### Page extract
• • •

I have a hard time letting go sometimes.
When I first started dating my now husband, he had this friend who was very prominent in his life. She was the source of many frustrations for me and an active instigator of problems or attempted problems between me and him. Over the past few years I have gone from being blindingly angry whenever she's been or tried to be a part of my life in any way to trying to be friendly to deciding it was okay to just not want to engage any more at all. My son was born during the time that I was attempting to be friendly but since she didn't come by the hospital during our extended stay or talk to me at all about visiting or congratulate me or anything like that, I figured she had finally decided to move on. It turned out that she hadn't, and even though she and I had never talked about her seeing my son, she has decided I use him as a weapon against K's friends by not letting any of them see him. That's ridiculously untrue but you can't reason with an unreasonable person. She sent me a nasty email in October and after K called her and asked her what she was thinking, she decided to end their friendship and all communication.
I should just be glad. In the height of my frustration and anger with her, I remember thinking that I didn't want her at my wedding and I would never let her hold any of my babies. It came true... K and I with our super small court room wedding didn't invite any friends because we could barely handle all the family drama as it was and I never knew she even wanted to come see S. I'm glad I didn't have to sort out all the conflicted feelings that would have arisen in either case.

• • •

### Your goal
Reproduce the part of the text about letting go from "I should just" to "in either case." without any changes.

• • •

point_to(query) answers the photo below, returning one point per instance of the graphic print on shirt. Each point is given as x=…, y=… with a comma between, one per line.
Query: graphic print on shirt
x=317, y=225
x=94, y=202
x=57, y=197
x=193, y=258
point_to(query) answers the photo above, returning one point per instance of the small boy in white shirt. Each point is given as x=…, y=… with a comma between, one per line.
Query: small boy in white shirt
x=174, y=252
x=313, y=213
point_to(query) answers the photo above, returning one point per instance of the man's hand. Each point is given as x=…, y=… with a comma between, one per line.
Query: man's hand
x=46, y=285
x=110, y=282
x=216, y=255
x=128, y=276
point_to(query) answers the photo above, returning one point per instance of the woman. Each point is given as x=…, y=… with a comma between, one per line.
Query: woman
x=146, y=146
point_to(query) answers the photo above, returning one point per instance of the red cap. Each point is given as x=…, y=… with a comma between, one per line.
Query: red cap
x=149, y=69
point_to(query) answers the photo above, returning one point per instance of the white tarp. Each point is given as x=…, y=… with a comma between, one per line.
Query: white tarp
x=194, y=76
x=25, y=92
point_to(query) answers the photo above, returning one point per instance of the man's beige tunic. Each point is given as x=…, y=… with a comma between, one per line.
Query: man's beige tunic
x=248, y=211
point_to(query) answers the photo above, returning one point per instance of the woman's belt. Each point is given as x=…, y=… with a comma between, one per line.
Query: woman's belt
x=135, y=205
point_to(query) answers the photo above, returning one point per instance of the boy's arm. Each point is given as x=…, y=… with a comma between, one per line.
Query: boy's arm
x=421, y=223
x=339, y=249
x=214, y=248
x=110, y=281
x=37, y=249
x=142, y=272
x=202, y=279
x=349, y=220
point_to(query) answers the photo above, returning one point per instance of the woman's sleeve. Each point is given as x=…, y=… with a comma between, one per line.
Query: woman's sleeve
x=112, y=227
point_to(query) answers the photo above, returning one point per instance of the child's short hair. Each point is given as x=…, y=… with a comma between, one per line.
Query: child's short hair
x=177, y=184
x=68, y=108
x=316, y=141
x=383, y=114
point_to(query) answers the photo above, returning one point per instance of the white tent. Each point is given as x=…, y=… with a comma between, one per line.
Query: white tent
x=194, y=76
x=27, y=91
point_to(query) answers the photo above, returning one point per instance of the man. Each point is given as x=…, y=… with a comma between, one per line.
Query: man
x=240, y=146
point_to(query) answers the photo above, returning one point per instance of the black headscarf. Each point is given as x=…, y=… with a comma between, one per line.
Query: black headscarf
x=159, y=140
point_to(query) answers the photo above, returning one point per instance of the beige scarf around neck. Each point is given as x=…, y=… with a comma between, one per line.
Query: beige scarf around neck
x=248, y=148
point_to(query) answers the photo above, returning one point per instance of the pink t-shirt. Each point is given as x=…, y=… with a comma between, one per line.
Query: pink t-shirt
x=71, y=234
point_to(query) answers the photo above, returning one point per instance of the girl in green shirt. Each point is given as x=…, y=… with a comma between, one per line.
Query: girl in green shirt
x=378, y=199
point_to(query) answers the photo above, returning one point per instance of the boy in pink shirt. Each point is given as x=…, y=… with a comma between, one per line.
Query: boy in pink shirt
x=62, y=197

• • •

### Answer to this task
I should just be glad. In the height of my frustration and anger with her, I remember thinking that I didn't want her at my wedding and I would never let her hold any of my babies. It came true... K and I with our super small court room wedding didn't invite any friends because we could barely handle all the family drama as it was and I never knew she even wanted to come see S. I'm glad I didn't have to sort out all the conflicted feelings that would have arisen in either case.